Exercise aim:
Reproduce the material below word for word and in full, omitting the images.
##### Dataset content #####
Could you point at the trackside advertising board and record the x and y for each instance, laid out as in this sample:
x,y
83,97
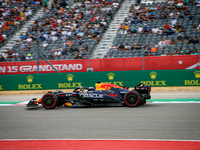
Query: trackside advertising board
x,y
157,78
107,64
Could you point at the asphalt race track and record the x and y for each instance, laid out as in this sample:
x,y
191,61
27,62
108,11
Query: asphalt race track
x,y
152,121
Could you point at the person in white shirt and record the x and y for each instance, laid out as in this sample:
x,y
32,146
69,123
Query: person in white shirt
x,y
5,54
161,44
57,53
155,30
29,57
137,7
29,39
115,4
69,33
45,44
59,21
174,21
54,38
53,32
140,29
123,32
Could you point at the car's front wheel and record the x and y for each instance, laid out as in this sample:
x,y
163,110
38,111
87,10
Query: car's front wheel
x,y
49,101
132,98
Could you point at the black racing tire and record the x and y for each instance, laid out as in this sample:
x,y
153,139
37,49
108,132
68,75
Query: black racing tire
x,y
132,98
143,102
49,101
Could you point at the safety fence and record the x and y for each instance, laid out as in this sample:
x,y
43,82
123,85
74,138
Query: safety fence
x,y
108,64
156,78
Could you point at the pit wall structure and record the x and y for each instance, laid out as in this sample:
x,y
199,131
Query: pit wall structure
x,y
71,80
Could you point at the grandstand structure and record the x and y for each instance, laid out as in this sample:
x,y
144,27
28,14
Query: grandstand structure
x,y
102,29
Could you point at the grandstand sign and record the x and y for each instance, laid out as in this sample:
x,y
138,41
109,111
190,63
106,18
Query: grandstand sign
x,y
107,64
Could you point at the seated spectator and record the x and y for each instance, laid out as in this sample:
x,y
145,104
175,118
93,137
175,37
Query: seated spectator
#####
Answer:
Could you point at the trackside advertising board and record the x and y for each instance, laid out as in this sample:
x,y
83,97
Query: trackside advertising board
x,y
157,78
107,64
Could you point at the asphalt race track and record the x and y for each instance, laid out as in this sample:
x,y
191,61
27,62
108,11
Query: asphalt race track
x,y
152,121
Could you point at the person in white shirt and record the x and y for each instance, laid out as in this sample:
x,y
32,146
69,123
Query: person in white shirt
x,y
5,54
161,44
57,53
155,30
29,57
137,7
29,39
115,4
69,33
45,44
59,21
174,21
54,38
53,32
140,29
123,32
Could you point at the car's front wheel and record the x and y for each instance, laid out as in this sample:
x,y
163,110
38,111
87,10
Query: car's front wheel
x,y
49,101
132,98
Could you point at the black racing tire and record the x and y for each instance, laid out as in this sample:
x,y
153,139
37,49
108,132
68,75
Query: black racing tire
x,y
132,98
143,102
49,101
Could you point at the safety fence and record the x and y for each instance, laid out as in this sample:
x,y
43,82
123,85
74,138
Query: safety fence
x,y
108,64
156,78
Could you point at the pit wall structure and record the x and y for each instance, laid out as in this sample:
x,y
199,131
Query: pit wall structure
x,y
71,80
Could you point at the grandstand structure and record the x and y for each instance, laid out as in this sample:
x,y
144,27
28,14
Query: grandstand structure
x,y
102,29
Could you point at the grandstand sign and record the x and y for each instance, laid out as in this sample:
x,y
138,41
109,111
190,63
106,18
Query: grandstand sign
x,y
107,64
Could you point at the seated spectator and record the x and y for each instance, laid out as in this sample:
x,y
145,104
175,118
93,137
175,37
Query: seated spectator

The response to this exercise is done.